> [Passage]:
Segment Open
Demographics are radically changing the context of evangelism. When I started teaching church leaders in the Diocese of Texas in the late 90s the importance of paying attention to generations, I liked to point out the church make up of different Generations.
The GI and Silent Generations are 60% churched
Boomers are 40% churched
Gen X, or the Survivor Generation, are about 18% churched
Millenials are less than 10% churched
I would often point out that as these dynamics played themselves out to the year 2020 there would be some major changes in the church landscape. Here are three that I would offer folks with the caveat that “if these trends remain the same then by 2020:”
Main line denominations such as TEC will be in major decline
The trend of church membership remaining between 40 and 44% would drop to 20%
The majority of those church members would be Evangelicals and Roman Catholics
The trends have remained the same and churches in North America are now living through a major Tsunami of social change that affects every denomination and local congregation.
I would point out in the late 90s that the extension of life due to medical technology and treatment had contributed to church membership remaining around 40% because GI and Silent generation folks were living longer. What I did not say was that they would not live forever, but I thought church leaders could figure this out.
What I can add to this today is that the Millenial mark a substantial increase in the birth rate and that their numbers are significant, rivaling the post WWII Baby Boomers. Add this into the North American landscape combined with the substantial passing of the older Generations and our society is rapidly changing and thus so is the context of evangelism in North America.
Note this; church membership is rapidly dropping toward the 20% number and consequently North American is rapidly becoming a secular society.
Lost amid all the reactions last week to the Supreme Court’s ruling on same-sex marriage (or as it is better identified “marriage equality), is the relationship of this demographic and social shift (increasing secularism and growing Millenial numbers) to how the court and wider society sees this issue.
One reporter on PBS observed that he (an about to retire Boomer) had never seen such major and rapid change in a social issue during his life time. He noted that 20 years ago, there was very little support or sympathy for the idea of same-sex marriage. He pointed out that on the day of the court ruling 37 states allowed this and the majority of the population was in favor. But of course, it is not the same population we had 20 years ago.
Here is what we know about the newest Generation and their effect on this issue. Hold on to your proverbial hats!
Polls show a substantial number of Millenials support same-sex marriage.
60% of Millenials who identify themselves as Republicans support same-sex marriage
(Somebody please tell the 15 or so Republicans running for President about this)
And today, Millenials outnumber Boomers
Well, certainly “the times they are a changing” that should be obvious. What I want to do is not focus on the issue of same-sex marriage, but how all this will affect the church’s attempts at Evangelism in the future. I suggest the following;
1. First and foremost, secularism and its subsequent values (legalizing marijuana, marginalizing the place of religion in public life, multi-culturalism, and diversity in everything – to name but a few) will continue to develop. There is no reason to believe that the children of Millenials will be more churched than their parents unless there is another Evangelical Awakening.
Segment Closed
> [Data extract]:
Segment Open
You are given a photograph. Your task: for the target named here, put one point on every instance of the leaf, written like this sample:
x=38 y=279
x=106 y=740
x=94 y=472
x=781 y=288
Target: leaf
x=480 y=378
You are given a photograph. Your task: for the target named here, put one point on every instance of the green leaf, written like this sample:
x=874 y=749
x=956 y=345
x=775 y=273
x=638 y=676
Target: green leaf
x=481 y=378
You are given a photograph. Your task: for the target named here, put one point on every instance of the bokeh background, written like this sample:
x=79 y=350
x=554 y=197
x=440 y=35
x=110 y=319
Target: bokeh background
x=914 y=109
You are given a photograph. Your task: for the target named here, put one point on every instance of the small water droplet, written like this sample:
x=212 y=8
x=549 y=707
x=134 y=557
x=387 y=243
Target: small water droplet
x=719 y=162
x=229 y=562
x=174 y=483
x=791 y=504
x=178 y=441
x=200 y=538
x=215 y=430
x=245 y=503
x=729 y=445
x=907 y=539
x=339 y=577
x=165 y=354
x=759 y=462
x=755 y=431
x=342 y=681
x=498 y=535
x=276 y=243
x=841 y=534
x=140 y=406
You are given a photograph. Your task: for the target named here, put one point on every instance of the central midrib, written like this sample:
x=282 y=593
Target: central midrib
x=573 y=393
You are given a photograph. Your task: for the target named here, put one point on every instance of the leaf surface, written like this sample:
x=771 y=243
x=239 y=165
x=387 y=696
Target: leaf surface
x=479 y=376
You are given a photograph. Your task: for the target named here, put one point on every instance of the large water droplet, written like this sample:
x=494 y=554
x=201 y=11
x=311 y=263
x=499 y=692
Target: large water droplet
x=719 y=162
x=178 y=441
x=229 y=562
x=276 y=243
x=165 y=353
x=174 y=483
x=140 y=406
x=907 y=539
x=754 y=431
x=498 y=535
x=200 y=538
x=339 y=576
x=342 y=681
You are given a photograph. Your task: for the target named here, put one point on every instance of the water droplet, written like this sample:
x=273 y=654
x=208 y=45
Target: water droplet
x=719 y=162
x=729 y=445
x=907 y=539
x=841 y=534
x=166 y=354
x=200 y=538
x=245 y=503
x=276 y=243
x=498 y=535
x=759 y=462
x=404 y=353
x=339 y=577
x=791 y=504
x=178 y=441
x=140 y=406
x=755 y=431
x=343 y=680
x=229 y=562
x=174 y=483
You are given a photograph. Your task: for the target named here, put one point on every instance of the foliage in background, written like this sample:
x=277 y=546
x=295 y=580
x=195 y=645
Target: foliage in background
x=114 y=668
Segment Closed
> [Tasks and exercises]:
1) In the passage on evangelism, what share of Boomers are said to be churched?
2) Write out the stretch of the passage on evangelism from "Here is what" through "President about this)".
The rows aren't needed for this work.

> [Solutions below]:
1) 40%

2)
Here is what we know about the newest Generation and their effect on this issue. Hold on to your proverbial hats!
Polls show a substantial number of Millenials support same-sex marriage.
60% of Millenials who identify themselves as Republicans support same-sex marriage
(Somebody please tell the 15 or so Republicans running for President about this)